- Tasks and exercises
• A. In the game-rules essay, what now explains Magic card symbols in place of the booklet that once came in a starter deck?
• B. From the game-rules essay, copy the passage from "For the most" to "are nice too." word for word.
• C. Continue the game-rules essay from its last sentence.

- Text excerpt

It’s nice, right? You don’t know how to play Magic, but you pick up a card, and after someone describes what the numbers and symbols mean a little bit (requires a pamphlet now, down from a pudgy little booklet that used to come crammed into a starter deck), that card tells you everything you need to know about it wherever it goes. What’s more, it’s more firmly tied to its ruleset. Sure, there’s variations on Magic. But It’s not like the old cards, or the old boardgame pieces where house rules could be created at will, and, frankly, were impossible to distinguish from the box rules. Who was going to complain if you imposed socialist values on Monopoly and put all bank fees in free parking, or permitted bankruptcy when you landed on hotel-packed properties. Or allowed hotels on properties for which you didn’t own the constituents. Hotels on Park Place while nobody owned Boardwalk–it’s just a game right? Maybe the dog can’t go to jail or pay taxes but also can’t get free parking or ride the train. Maybe the iron has to subtract 1 from its roll because it’s heavy, and also inert. Maybe the battleship can lodge itself in the temple of your older cousin, who is, afterall, a son of a bitch (no offense Aunt Ginna), because I want St Charles Place, and he’s holding out just to make me angry.

These cards, though, are like cute little cells. They go anywhere and try to be part of a game. They just need a proper host. What’s even better is that, at some point, the folks in charge of Magic (let’s call them folks, because they’re swell) quit this baseball card model of a crapshoot of random cards, and designed perfectly functional decks that can play against one another, which showcase some of the elaborate behavior that their cards can get up to. Now you don’t need to know that some white card that basically manufactures humans actually synergizes with a deck full of swamp vampires, or that an ocean full of twisted sorcery is just waiting for a nature deck to chew through your defenses and deposit an exploding mammoth. Or whatever. There’s ‘rules’ that are implied without being imposed. The game isn’t just one game, it’s a gamelike card ecology where each piece is also a rule.

For the most part this is what boardgames are like now. You buy base sets, and then some add-ons that try their best to imply their function in the meat of their pieces.

Meanwhile, in the electronic computer games our objects are getting weird.

I like power ups. I also like powering up. It doesn’t bother me that there are games that are basically just that, though it helps when powering up is kind of exciting. Really the best powering up you can do is charging a shot or an attack, or accelerating. Invincibility stars are nice too.

- Exercise data

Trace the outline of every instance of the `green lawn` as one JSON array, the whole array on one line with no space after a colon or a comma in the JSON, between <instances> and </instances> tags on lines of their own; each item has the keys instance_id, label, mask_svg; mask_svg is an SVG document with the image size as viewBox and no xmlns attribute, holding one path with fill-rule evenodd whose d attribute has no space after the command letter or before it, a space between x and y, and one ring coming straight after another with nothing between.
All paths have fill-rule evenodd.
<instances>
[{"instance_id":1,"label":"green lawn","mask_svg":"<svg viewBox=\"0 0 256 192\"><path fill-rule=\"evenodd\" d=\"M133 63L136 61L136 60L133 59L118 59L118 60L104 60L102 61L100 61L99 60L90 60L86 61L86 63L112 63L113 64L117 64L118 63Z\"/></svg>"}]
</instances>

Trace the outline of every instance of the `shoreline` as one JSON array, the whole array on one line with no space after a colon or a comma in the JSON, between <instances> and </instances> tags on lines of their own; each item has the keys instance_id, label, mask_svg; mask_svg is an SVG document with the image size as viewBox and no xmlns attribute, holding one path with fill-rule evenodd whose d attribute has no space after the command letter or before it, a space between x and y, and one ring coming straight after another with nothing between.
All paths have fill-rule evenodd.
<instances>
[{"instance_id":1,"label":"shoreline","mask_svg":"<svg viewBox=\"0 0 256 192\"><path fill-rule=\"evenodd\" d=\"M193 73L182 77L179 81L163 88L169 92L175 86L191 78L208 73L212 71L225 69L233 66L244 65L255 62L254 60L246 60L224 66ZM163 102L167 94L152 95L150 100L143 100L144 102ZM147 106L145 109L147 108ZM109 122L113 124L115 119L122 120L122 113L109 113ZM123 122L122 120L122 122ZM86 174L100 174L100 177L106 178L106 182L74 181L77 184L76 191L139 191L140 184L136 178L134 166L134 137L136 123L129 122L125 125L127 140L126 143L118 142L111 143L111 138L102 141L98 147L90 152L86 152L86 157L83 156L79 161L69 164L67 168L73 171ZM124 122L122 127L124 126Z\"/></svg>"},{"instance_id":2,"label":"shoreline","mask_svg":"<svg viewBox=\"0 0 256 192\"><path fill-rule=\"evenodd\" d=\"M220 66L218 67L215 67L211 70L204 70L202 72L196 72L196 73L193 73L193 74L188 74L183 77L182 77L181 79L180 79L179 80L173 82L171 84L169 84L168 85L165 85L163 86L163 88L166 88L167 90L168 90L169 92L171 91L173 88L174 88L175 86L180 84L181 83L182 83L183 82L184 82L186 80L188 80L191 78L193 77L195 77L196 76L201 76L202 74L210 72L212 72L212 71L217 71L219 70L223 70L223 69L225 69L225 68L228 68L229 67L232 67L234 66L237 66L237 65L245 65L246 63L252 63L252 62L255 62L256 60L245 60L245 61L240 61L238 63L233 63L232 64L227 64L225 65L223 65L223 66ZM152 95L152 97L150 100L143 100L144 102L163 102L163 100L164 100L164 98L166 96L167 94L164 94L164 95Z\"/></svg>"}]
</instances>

- Responses to the exercise
• A. A pamphlet.

• B.
For the most part this is what boardgames are like now. You buy base sets, and then some add-ons that try their best to imply their function in the meat of their pieces.

Meanwhile, in the electronic computer games our objects are getting weird.

I like power ups. I also like powering up. It doesn’t bother me that there are games that are basically just that, though it helps when powering up is kind of exciting. Really the best powering up you can do is charging a shot or an attack, or accelerating. Invincibility stars are nice too.

• C.
You go into the dungeon. You kill the monster, or you go into the wasteland and kill the mutant, and you get this weapon. It looks nice. The next monsters will probably be harder, so you’ll need a better weapon, and this one you found is good. Or maybe worse than what you have. It’s something. You look at it. What it looks like doesn’t really matter. It’s a weapon. Maybe it looks great and sucks shit. Maybe it looks like shit and makes your numbers huge.

I don’t know if anybody thought Mario looked stupid when he got the racoon hat. Maybe somebody did. Maybe they thought his fireball suit was better. I didn’t like his frog suit very much, though that was mostly because it was kind of hard to jump in. But it was for swimming anyway, so maybe that doesn’t matter. I don’t know if koopas secretly liked green shells but switched to red because it was objectively better in-game. Certainly, once Yoshi was in the picture, the life of a red shelled koopa wasn’t worth much–that poor guy was a fireball; he just didn’t know it yet. Koopas probably were back at the barracks, sharing sober looks with each other thinking ‘man, any one of us could be the red shell that takes the rest out’. Maybe they pray to be digested into coins.

It’s probably ok that sometimes you get something that doesn’t look great but feels great. Maybe the Mario franchise is about just that. It’s hard to remember what a little kid thought the first time he saw some mustacheoed miniperson in normal clothes running around a world that had exactly zero robots and no lasers. No knights, no swords. There was a dragon, like, eventually, but it was a lame dragon. The kind of birthday present your dad might get when he doesn’t really understand what you’re into and that you’re a big boy who doesn’t like baby stuff. Sure, you’ve got those stuffed animals, but what does he think, you’re some kind of monster? Those guys rely on you. You’re not going to throw them out. It takes a village of cloth-mothers to raise a kid.

Mario had to win me over. That’s great. Do that.

Borderlands 2 does that, at first.

It has this gun.

Well it has a lot of guns, but it has this one particular brand of gun. When you reload it, you throw the gunhusk with whatever leftovers in its clip out at an angry world. That clip blows up. It’s your final act of defiance. Until your next one, anyway.

It’s not just great because of what it does. It’s great because its a rhythm of play born in the crucible of Halo and Call of Duty clones. Except backwards. It’s inside out, and it involves a video game miracle of a cross between the Punisher and Thor. It feels like you’re throwing the kitchen sink. It’s not even a grenade anymore. It’s a punctuation mark. It’s an ability.

This gun has something to say. It’s not an object, it’s an idea. It’s a Magic card. I’d like to tap it, and place tokens on the board with it.

It is a 2 and a half star gun.

Then there’s the rest of Borderlands 2, which is Fallout without the detail, and Mad Max without the context, and, in a weird way Sesame street without the parts that make any sense.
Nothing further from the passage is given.